TRY IT: Only the lines below, from the one with "Task: for each" through the one with "positive clicks: (512, 314) (467, 306)", are to be written out, exactly.
[Start of Attachment]
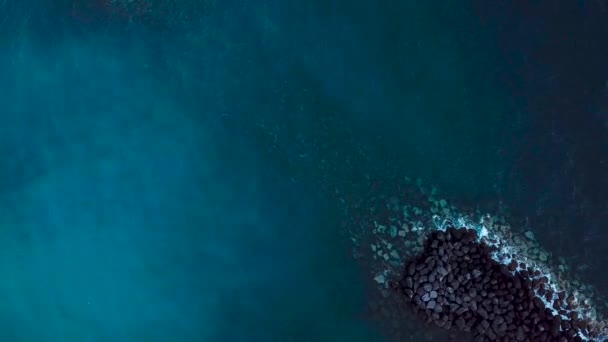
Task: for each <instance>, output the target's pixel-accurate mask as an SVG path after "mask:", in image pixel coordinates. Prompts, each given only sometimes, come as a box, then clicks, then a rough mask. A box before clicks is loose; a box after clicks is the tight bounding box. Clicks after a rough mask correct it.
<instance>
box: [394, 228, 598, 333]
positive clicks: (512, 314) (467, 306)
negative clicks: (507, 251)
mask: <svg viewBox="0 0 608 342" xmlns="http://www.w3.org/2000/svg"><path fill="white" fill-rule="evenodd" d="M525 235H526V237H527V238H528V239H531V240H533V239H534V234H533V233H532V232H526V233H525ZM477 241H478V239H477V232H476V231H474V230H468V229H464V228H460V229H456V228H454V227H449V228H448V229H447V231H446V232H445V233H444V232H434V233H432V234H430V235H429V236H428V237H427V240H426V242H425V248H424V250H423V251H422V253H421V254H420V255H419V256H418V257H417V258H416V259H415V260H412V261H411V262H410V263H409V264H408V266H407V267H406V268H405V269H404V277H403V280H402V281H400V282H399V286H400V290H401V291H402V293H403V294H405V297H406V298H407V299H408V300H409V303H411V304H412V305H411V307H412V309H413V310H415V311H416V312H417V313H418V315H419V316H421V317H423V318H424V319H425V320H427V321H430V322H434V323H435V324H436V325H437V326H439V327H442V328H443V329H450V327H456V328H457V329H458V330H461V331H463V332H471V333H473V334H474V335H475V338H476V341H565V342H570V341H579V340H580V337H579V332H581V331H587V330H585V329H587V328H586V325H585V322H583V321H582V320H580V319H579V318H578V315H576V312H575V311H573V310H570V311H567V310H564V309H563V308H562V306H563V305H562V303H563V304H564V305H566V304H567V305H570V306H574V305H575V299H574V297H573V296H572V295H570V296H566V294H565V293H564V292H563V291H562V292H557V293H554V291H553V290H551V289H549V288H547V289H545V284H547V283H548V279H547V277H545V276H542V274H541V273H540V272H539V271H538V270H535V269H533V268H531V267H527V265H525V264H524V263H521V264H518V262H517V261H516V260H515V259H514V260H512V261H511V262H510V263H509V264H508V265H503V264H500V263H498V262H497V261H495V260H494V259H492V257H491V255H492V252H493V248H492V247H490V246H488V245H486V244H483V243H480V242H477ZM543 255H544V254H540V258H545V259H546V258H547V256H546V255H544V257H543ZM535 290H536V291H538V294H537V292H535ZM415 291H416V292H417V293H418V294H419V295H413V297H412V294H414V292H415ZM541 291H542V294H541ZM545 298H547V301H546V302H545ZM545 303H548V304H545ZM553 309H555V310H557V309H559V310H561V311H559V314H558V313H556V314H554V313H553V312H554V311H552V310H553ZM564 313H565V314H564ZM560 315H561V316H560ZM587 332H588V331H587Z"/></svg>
[End of Attachment]
[Start of Attachment]
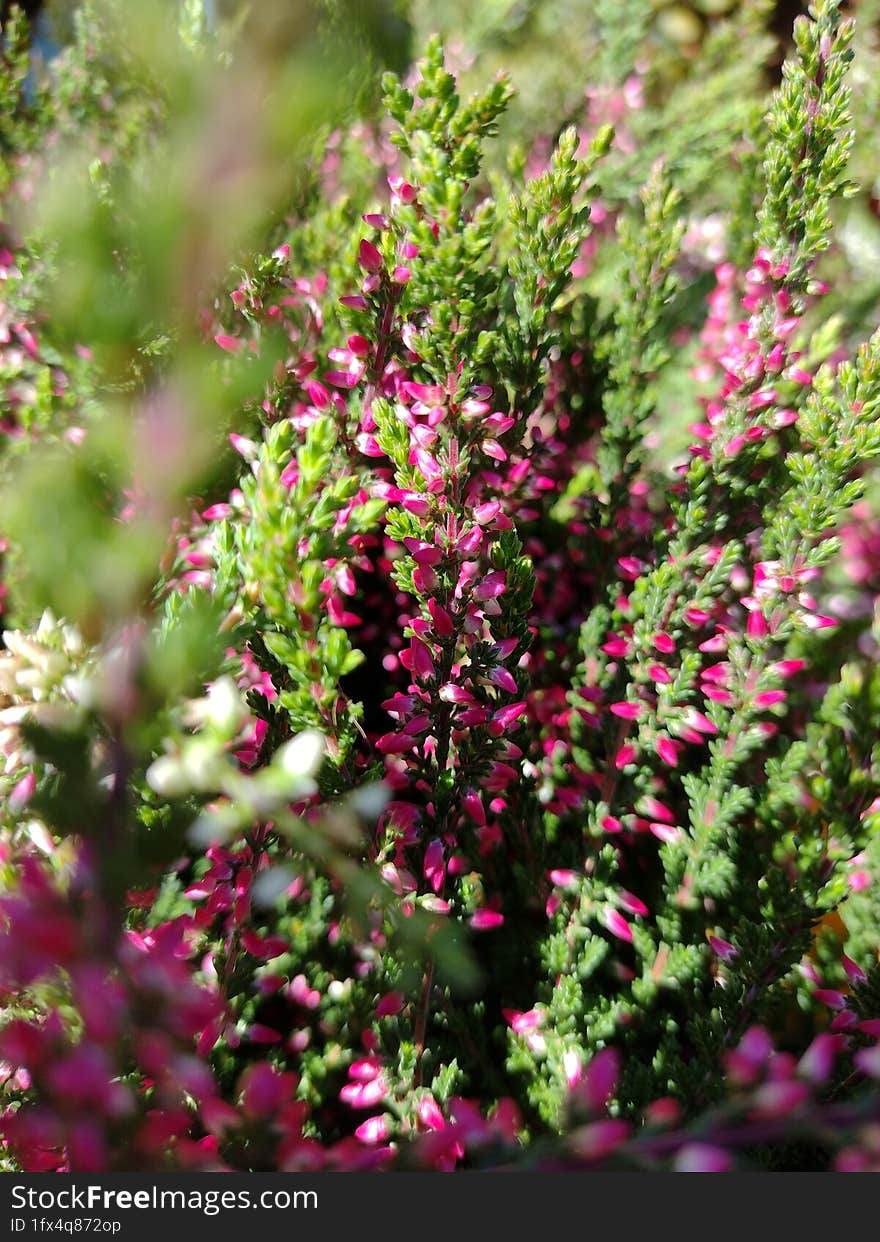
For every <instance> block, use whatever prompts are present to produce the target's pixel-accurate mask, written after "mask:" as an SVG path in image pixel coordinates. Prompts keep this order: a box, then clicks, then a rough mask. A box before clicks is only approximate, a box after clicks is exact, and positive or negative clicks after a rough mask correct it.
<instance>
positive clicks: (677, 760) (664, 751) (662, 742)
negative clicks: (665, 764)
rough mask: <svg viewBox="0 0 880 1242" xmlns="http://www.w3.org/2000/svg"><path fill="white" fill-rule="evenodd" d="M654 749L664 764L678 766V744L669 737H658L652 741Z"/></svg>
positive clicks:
[End of Attachment]
ANSWER TO THE PROBLEM:
Task: for each <instance>, output the target's pixel-accurate mask as an SVG path after "mask:", in image pixel coordinates. Prompts, each given only sometimes, come as a box, then clicks, then a rough mask. A box before clicks is loose; a box after clicks is the tight bounding box. Clicks after a rough mask correct it.
<instance>
box: [394, 228, 598, 333]
positive clicks: (512, 314) (467, 306)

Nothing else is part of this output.